■ **The problem**:
List each line of the records that contains the word "bottle", copying the lines in full.

■ **Record list**:
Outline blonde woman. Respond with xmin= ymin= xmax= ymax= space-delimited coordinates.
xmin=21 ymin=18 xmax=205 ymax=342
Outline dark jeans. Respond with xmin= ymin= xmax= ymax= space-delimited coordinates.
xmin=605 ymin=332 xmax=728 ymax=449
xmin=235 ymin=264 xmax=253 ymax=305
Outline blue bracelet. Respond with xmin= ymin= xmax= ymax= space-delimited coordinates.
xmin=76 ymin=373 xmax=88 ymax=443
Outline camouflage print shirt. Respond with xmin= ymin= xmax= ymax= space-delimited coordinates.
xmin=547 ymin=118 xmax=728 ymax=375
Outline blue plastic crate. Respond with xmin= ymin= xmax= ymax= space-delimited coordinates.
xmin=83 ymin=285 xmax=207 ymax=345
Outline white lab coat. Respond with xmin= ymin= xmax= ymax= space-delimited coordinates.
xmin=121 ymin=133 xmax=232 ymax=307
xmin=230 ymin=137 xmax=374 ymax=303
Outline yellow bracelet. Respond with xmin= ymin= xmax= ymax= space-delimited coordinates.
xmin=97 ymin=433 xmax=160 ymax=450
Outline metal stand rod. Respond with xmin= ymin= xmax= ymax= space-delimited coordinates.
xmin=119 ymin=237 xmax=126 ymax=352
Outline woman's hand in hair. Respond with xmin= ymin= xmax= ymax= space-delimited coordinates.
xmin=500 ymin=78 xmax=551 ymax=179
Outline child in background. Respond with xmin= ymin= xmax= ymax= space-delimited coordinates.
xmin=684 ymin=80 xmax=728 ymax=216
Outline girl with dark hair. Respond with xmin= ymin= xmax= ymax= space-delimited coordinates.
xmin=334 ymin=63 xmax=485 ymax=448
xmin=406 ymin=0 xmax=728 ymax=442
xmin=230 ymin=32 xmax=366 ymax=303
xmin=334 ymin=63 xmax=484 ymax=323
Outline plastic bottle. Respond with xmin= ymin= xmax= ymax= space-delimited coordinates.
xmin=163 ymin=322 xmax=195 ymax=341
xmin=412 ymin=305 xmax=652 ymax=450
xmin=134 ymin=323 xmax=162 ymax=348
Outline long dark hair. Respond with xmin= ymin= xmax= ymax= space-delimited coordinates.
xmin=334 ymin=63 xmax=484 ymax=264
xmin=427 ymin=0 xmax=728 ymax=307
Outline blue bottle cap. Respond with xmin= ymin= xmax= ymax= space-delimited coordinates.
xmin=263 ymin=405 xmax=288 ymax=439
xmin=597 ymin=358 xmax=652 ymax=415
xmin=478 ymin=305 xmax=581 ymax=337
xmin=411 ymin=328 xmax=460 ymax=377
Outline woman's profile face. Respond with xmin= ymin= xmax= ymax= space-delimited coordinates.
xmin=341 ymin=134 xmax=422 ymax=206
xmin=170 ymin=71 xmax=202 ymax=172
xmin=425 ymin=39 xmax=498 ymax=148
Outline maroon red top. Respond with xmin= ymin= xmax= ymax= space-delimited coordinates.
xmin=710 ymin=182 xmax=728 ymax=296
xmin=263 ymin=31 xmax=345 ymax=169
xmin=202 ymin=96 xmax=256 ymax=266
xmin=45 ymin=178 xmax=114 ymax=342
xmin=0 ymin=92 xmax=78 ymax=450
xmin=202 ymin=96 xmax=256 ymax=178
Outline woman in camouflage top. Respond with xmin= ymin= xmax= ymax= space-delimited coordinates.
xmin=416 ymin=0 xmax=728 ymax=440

--

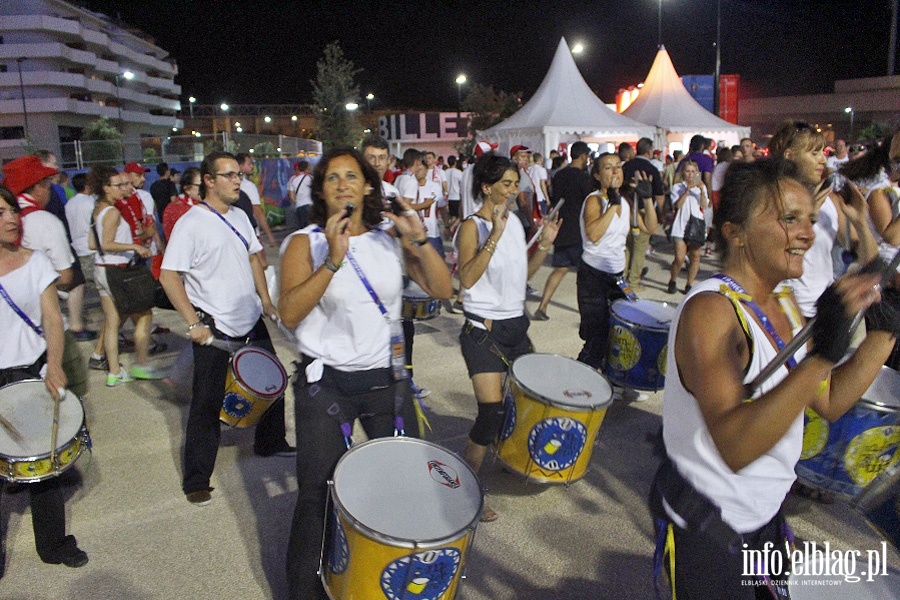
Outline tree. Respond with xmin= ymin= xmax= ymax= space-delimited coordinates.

■ **Solution for this exercise**:
Outline plastic bottle. Respond with xmin= ymin= xmax= ymax= space-delimited coordinates.
Outline blue bottle cap. Respond with xmin= ymin= xmax= ymax= space-delimited coordinates.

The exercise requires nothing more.